• **Things to do**
**a.** In the article on the rap group New Wave, who did Moses say everyone sounded like a few years ago?
**b.** Continue writing the article about the Australian rap group New Wave, picking up after its last sentence.

• **Text passage**
New Wave are more than just another rap group from Australia. They stand out. Unlike others, what makes them different is that you never truly know what you’re gonna get as a listener and even if you guessed, they could switch it up again tomorrow. They approach everything they do with energy and authenticity, but it’s the type of originality and chemistry you catch just by listening. Without knowing anything about them, it’s clear to listeners that New Wave are tight knit. Labels can’t buy that type of chemistry on a track—which makes New Wave’s formula almost unbeatable. 

In other areas, like social media presence and public perception, they’re killing it. Add up the numbers of plays on streaming services and views on YouTube, and they couldn’t be doing much more at this stage of their journey. New Wave have a cult following, and to amass such an audience so early is special.

A lot of the music coming out of this country is great. But at the top, it’s somewhat stale. Those who dare to experiment rarely receive the credit they deserve, and often, following the formula is what makes it onto the airwaves. The blueprint is set and for now, it works.

Most can appreciate the Australian music scene for what it is right now. “The Aus music scene is pretty good”, says TAKTiX. But there’s still discontent. “Oh…it’s alright”, Moses replies. “It’s better than it was a few years ago. Everyone sounded like OneFour.”

“There’s more people breaking off and doing cool things”, says LaZE. “And there’s a lot of people I admire Aussie wise that aren’t popping”, adds TAKTiX. 

So….what actually makes New Wave different from other Australian rap groups—-which also have a large Polynesian presence. Staples like OneFour and HP Boyz have played a huge role in the formation of today’s hip-hop scene in Australia. Due to their success, it’s been somewhat of a blueprint and (not to the fault of their own), has become crowded.

Within the overall drill scene, the production, hooks, flow patterns and even certain phrases are recycled time after time. But New Wave are different. Their refusal to let a single bar go to waste and their approach to each song is exactly what is lacking. They’re a much needed refreshing and energetic influx of life into the Australian rap game. And they actually have something to say.

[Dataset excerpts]
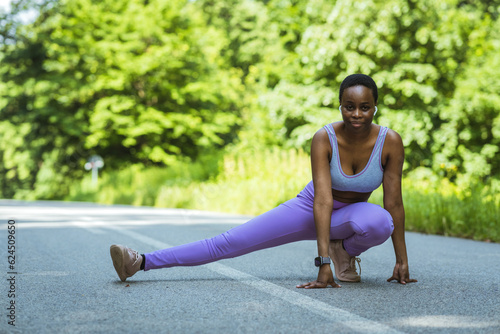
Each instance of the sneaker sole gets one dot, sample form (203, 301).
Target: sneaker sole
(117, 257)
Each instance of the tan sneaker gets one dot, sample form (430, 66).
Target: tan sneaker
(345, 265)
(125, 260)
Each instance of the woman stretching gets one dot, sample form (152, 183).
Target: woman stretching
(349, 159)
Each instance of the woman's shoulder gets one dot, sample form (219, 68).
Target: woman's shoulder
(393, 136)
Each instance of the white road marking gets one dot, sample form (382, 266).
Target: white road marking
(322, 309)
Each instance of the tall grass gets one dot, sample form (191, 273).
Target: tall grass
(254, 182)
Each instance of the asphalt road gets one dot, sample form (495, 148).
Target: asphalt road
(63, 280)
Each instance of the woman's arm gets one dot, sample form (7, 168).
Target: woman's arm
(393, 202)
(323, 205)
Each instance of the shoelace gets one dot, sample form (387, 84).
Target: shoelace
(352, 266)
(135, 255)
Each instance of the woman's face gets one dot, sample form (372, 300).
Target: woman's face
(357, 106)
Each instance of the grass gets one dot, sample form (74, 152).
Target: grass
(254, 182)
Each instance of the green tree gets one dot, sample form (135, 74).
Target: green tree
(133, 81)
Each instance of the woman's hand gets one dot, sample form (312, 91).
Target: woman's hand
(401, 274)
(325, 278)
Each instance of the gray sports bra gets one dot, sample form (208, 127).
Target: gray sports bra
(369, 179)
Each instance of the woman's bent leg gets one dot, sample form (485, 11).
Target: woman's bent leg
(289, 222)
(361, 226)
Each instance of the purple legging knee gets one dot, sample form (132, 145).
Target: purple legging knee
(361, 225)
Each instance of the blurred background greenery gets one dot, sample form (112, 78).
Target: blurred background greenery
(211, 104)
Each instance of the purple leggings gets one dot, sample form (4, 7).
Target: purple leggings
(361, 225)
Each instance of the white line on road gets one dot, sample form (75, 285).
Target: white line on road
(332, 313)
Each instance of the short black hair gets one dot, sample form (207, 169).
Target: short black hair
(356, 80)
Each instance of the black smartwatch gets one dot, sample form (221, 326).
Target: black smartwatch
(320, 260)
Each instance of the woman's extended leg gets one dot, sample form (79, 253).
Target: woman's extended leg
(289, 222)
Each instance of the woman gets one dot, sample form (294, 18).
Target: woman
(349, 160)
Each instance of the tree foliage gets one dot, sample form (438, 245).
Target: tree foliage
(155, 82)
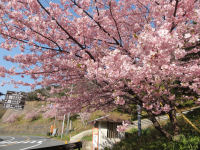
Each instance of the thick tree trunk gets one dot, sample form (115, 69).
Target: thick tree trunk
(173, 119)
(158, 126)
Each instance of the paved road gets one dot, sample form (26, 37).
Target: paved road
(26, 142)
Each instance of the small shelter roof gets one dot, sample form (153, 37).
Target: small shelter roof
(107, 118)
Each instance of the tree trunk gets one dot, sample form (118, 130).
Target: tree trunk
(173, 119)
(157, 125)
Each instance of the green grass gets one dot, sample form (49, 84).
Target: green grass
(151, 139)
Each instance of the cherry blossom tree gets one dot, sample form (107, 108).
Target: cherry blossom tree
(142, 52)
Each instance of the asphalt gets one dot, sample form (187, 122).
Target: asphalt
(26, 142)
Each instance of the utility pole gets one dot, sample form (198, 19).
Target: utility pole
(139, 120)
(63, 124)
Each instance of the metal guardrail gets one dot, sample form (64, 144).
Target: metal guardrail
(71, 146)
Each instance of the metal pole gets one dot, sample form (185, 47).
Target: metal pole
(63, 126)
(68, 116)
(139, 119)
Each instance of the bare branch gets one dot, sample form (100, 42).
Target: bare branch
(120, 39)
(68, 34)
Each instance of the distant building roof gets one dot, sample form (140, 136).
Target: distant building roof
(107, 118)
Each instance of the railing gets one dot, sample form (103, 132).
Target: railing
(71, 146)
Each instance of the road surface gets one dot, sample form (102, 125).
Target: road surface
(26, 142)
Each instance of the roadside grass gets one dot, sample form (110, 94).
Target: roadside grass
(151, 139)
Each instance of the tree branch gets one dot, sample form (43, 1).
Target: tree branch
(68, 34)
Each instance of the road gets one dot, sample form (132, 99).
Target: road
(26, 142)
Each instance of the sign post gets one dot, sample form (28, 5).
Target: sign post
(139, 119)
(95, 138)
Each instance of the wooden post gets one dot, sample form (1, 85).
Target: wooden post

• **Responses to the exercise**
**a.** OneFour.

**b.**
New Wave are exactly who they say they are. A New Wave. It sounds corny, but it’s true. OneFour, who are a big inspiration around the country especially for New Wave, are still huge. Let’s not get it twisted, they’re not going anywhere anytime soon. But with younger acts pushing through, they’re getting closer and closer to OG status. Just like Dave has put the UK on his back after artists like Skepta, Wiley, and Giggs (among others) spent decades building the foundations, New Wave are set up to carry the baton of the extremely esteemed Polynesian rap presence in Australia, and have all the ability to see it through for years to come. 

“We’re pretty oblivious to what people think about us. We’re just grinding everyday.”

– TAKTiX (2023).

As individuals, each member prides themselves on their own artistry. Their ability as rappers is second to none, as is their diversity. Each of their upcoming solo releases are all different genres, like TAKTiX’s latest single ‘Dancers’, which dropped yesterday. Growing up in Cranbourne, they’ve built an organic community, which has taken years. And they’re for the people, which is why getting hundreds-of-thousands of streams on each track is light work. 

As for the future, New Wave aren’t content. They want to go international and honestly, their eventual explosion to global stardom seems to be just around the corner. They’re a breath of fresh air. So take a deep breath. New Wave aren’t even next. They’re now.